• [What is required]: From the records below, output exactly the lines running from the line containing "- **Query:** ear" through the line containing "- **Query:** black trousers", and no others.
= = = =
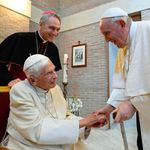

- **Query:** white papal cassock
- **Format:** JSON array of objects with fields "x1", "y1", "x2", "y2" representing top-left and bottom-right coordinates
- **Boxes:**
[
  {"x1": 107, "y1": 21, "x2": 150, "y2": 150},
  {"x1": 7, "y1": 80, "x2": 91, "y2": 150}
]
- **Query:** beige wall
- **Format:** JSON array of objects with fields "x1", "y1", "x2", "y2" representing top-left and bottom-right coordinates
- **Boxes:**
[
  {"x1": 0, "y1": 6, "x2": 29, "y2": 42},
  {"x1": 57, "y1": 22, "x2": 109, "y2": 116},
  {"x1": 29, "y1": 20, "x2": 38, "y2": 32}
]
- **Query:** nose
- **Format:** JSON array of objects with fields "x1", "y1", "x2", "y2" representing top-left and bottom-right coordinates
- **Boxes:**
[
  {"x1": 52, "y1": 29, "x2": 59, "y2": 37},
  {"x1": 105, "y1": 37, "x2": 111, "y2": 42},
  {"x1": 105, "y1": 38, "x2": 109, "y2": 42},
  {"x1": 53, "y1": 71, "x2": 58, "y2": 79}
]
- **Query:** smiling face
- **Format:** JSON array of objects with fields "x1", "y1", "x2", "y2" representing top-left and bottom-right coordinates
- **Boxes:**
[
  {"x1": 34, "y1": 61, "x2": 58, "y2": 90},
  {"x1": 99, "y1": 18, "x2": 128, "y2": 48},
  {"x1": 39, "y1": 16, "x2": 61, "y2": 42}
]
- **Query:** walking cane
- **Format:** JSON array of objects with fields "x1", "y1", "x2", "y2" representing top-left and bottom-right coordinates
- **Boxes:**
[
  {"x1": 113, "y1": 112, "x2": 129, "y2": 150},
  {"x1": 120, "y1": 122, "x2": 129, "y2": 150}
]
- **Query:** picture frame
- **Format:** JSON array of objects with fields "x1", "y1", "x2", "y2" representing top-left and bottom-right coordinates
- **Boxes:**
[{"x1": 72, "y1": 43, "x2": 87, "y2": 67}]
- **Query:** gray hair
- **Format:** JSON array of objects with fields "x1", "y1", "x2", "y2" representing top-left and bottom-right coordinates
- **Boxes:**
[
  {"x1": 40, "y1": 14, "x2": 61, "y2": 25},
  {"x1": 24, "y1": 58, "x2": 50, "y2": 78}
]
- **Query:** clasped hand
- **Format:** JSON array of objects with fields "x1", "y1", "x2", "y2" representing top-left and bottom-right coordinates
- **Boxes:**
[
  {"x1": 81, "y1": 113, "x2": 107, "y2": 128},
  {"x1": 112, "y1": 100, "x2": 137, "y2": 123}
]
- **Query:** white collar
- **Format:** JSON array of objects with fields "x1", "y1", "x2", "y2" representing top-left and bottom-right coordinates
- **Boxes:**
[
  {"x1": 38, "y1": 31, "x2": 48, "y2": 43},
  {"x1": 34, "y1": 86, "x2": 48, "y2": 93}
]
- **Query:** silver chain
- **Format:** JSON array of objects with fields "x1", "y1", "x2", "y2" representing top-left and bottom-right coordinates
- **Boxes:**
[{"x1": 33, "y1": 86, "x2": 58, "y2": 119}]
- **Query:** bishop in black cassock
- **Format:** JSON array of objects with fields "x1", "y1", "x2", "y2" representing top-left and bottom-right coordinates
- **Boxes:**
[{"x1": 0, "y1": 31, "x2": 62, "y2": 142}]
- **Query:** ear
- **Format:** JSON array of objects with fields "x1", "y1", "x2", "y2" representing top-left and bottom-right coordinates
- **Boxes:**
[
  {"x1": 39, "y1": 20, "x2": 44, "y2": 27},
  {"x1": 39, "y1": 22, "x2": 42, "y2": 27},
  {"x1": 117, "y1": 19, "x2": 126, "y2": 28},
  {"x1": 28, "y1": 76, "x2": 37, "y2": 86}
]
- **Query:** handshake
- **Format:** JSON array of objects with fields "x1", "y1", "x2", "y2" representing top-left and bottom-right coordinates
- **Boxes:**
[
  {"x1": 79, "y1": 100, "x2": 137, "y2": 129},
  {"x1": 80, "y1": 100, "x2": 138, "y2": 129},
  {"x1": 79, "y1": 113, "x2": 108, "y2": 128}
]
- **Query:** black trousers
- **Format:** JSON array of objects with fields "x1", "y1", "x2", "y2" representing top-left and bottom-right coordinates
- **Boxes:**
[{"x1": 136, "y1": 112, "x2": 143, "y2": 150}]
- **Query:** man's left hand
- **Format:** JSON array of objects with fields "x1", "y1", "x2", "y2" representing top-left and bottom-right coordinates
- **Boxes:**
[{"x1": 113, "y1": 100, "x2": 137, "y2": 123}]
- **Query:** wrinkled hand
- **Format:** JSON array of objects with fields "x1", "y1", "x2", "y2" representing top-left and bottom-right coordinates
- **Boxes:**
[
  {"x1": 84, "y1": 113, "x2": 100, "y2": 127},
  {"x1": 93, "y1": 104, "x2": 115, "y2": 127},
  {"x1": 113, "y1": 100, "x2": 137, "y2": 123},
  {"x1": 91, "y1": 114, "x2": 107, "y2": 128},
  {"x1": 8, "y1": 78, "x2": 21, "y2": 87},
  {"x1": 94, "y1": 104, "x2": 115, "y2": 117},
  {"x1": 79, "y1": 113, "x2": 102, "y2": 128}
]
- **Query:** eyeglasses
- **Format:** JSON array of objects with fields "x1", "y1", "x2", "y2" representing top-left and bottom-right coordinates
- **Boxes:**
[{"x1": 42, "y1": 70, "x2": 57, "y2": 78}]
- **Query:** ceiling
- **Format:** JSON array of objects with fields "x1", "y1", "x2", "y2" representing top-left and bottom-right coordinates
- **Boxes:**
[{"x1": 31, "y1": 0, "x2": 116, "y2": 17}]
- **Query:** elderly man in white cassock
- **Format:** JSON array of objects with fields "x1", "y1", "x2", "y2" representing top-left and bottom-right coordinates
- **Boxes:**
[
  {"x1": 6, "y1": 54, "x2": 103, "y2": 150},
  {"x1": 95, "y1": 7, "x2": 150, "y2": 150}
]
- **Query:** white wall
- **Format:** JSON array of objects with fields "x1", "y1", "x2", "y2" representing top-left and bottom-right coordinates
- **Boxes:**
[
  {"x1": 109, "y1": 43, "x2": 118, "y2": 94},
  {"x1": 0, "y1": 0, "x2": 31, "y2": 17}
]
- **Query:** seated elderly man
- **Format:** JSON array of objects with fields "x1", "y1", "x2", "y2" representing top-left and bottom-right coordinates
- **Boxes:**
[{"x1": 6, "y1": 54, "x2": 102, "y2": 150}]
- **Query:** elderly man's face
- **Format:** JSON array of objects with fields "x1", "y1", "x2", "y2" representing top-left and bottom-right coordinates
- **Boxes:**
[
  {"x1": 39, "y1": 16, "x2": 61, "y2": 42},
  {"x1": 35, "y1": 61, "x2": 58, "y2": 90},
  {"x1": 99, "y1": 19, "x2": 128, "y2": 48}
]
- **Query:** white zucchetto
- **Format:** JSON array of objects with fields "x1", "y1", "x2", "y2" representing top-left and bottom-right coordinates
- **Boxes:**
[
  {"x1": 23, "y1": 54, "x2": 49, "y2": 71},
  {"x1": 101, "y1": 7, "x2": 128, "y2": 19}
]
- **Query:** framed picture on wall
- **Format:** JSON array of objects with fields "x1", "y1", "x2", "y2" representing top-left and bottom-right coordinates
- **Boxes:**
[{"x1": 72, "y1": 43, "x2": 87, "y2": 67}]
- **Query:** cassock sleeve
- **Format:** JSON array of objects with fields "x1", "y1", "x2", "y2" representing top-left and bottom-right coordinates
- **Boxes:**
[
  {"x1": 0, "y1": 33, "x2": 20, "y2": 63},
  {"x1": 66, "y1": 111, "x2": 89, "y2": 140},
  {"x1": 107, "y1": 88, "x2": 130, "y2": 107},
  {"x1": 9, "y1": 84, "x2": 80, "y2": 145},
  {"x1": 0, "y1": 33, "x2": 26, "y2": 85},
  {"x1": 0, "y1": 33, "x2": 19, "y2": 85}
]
= = = =
• [Reply to the exercise]:
- **Query:** ear
- **Format:** JSON array of objects with fields "x1", "y1", "x2", "y2" representing top-left and bottom-right coordinates
- **Boxes:**
[
  {"x1": 39, "y1": 20, "x2": 44, "y2": 27},
  {"x1": 39, "y1": 22, "x2": 42, "y2": 27},
  {"x1": 117, "y1": 19, "x2": 126, "y2": 28},
  {"x1": 28, "y1": 76, "x2": 37, "y2": 86}
]
- **Query:** handshake
- **Format:** JSON array of objects with fields "x1", "y1", "x2", "y2" representing top-left and bottom-right coordinates
- **Boxes:**
[
  {"x1": 79, "y1": 100, "x2": 137, "y2": 129},
  {"x1": 80, "y1": 100, "x2": 138, "y2": 129},
  {"x1": 79, "y1": 113, "x2": 108, "y2": 128}
]
- **Query:** black trousers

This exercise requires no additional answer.